WHAT IS BEING ASKED: Please read the passage on Thatcher and postwar economics below and name the organization that arranged for her to meet Hayek in 1975.

QUOTED TEXT:
Inflation was near 20 percent with the gold standard broken in 1971, a second oil shock was in progress and trade unions were the biggest growth industry with failed Keynesian economics firing inflation and generating a pool of workers who could not make ends meet.

After the end of World War II, Germany under economics minister and then chancellor, Ludwig Erhard, threw away the shackles of Nazi 'mixed economy' and state intervention. Britain expropriated and intervened.

Erhard, influenced by Wilhelm Ropke, who was himself inspired by Ludwig von Mises, an Austrian economist, created an economic miracle (Wirtschaftswunder) out of a Germany that was destroyed by war. Germany went from strength to strength.

But Britain, which was in a much better shape immediately after war, was progressively weakened by expropriation and state controls as well as the currency crises and devaluations that came from loose monetary policies, under the Bretton Woods soft-peg system.

From opposition benches Thatcher relentlessly opposed the deadly interventionism, and spending of British rulers.

When Thatcher came to office in 1979, the English or the British who were the pioneers in ending serfdom in Europe were now themselves serfs to an ever-expanding state machinery, interventions, regulations and inflation.

Despite the best efforts of Friedrich von Hayek, another Austrian economist, to stop Britain from going down the path of inflation and subjugation to the state, by writing in the English language one of his best known works, The Road to Serfdom, the country was in deep trouble.

Throwing post World War II neo-Mercantilist Anglo-Saxon economic orthodoxy aside, Thatcher embraced the economics of liberty of German speakers, who had seen the worst horrors of socialism and statism in action.

In 1975, when she was elected leader of the British Conservative Party, the Institute of Economic Affairs arranged for her to meet Hayek, who, before the war had personally challenged Keynes.

When Thatcher had later visited the Conservative research office, a speaker had prepared a paper on why the Conservatives should take the 'middle way'. The mixed economy had always been the favourite of the worst fascists.

RECORDS:
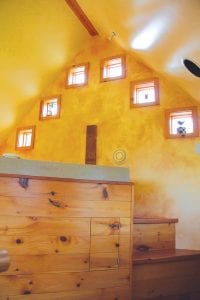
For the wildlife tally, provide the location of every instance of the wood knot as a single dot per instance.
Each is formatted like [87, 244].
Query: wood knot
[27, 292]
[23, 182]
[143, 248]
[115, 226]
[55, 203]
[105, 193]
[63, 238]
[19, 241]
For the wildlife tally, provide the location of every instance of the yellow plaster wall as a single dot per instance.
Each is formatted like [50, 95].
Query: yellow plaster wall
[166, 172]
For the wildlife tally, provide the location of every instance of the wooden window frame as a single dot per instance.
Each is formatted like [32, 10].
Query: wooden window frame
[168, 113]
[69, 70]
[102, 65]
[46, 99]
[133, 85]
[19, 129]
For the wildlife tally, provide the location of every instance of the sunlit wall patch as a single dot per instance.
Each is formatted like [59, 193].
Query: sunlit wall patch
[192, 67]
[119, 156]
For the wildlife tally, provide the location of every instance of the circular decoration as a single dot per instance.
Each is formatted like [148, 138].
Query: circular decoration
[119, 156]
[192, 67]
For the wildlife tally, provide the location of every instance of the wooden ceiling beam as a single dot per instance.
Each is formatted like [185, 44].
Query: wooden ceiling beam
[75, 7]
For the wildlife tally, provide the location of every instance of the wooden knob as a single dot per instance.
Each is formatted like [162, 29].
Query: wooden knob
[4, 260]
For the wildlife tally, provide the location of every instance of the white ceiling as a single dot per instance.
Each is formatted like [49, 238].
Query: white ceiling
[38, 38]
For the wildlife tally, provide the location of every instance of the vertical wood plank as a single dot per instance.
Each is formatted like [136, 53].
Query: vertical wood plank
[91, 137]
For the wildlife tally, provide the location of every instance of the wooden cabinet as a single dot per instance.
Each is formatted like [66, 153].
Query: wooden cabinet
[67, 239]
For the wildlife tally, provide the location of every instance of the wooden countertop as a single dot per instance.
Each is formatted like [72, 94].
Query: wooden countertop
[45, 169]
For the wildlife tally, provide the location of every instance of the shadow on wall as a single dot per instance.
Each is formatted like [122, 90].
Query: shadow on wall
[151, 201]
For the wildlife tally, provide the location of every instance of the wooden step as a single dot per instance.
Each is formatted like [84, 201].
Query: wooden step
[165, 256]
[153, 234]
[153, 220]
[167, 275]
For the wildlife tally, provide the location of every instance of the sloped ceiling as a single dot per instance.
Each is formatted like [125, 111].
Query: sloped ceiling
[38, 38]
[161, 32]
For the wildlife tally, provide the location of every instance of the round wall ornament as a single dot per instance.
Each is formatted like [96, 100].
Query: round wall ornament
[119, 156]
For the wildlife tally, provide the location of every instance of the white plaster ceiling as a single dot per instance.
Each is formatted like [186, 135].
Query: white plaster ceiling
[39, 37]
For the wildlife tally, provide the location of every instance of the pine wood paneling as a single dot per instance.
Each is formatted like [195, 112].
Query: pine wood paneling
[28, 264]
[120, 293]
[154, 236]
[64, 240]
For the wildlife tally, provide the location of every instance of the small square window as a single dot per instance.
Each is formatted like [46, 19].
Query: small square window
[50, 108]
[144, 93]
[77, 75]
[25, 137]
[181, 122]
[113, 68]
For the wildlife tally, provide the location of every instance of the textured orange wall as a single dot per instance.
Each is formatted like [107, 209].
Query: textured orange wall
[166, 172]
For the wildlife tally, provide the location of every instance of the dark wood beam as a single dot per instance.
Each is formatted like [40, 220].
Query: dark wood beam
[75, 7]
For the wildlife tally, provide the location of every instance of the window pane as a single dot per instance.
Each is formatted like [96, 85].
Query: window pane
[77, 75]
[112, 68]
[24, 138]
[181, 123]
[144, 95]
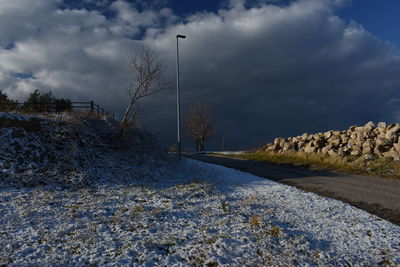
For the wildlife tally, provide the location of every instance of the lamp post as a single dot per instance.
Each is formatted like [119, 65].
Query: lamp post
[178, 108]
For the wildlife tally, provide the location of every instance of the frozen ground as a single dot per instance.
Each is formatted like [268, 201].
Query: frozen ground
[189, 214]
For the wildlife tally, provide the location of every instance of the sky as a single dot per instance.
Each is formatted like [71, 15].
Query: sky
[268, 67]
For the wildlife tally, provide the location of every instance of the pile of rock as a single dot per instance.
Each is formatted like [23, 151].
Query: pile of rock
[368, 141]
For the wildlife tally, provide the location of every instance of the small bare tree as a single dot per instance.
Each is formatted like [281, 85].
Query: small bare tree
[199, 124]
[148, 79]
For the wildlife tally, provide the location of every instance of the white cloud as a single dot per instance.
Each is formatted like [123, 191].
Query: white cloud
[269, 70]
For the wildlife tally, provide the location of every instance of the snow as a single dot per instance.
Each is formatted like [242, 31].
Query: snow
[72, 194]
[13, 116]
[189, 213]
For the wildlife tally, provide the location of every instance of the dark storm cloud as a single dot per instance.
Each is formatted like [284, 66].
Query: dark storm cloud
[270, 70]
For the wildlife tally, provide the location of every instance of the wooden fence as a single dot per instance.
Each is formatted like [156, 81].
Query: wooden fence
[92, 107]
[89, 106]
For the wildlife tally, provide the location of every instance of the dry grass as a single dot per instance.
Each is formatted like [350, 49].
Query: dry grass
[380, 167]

ANSWER TO THIS PROBLEM: The Institute of Economic Affairs.